··· Available data ···

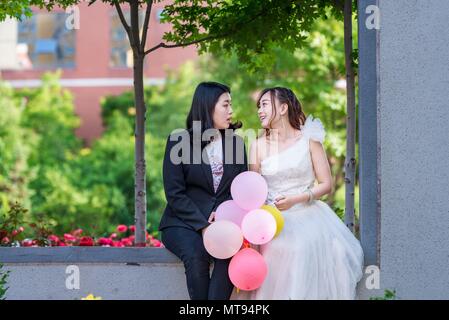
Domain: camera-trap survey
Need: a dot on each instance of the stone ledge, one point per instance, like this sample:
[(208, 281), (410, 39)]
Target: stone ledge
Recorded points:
[(86, 255)]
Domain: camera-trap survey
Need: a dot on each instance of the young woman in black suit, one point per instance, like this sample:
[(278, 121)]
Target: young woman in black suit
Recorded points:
[(199, 166)]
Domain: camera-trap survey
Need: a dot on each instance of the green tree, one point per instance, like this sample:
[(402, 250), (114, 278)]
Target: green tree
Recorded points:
[(16, 144)]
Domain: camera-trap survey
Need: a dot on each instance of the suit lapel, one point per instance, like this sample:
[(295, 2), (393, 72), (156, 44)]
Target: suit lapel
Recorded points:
[(207, 170), (228, 166)]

···

**What you will do**
Can you arrange all the lines of the items above as a numbered list, skipping blank lines and leaving the picture out?

**Exercise output**
1. Domain: camera-trap survey
2. Need: a dot on each instance of the stone ledge, one point per instance, like this sample:
3. [(208, 281), (410, 39)]
4. Target: stone ledge
5. Recorded points:
6. [(86, 255)]
7. Domain: camera-trap survey
8. Need: a dot on each instance of the young woman in black suit, one point per instance, like this sample:
9. [(278, 121)]
10. Target: young woman in black suit
11. Recorded points:
12. [(199, 166)]
13. Domain: camera-trap survey
14. Need: a dot on each instance of the green tree, one point per instance, like this sample:
15. [(402, 250), (114, 278)]
16. Target: green tree
17. Recorded points:
18. [(16, 144)]
19. Domain: camera-trap survey
20. Need: a dot on each instance of the suit lapel, one point per instance, like this sample:
21. [(295, 2), (393, 72), (156, 44)]
22. Target: suit lapel
23. Recorded points:
24. [(207, 170), (228, 166)]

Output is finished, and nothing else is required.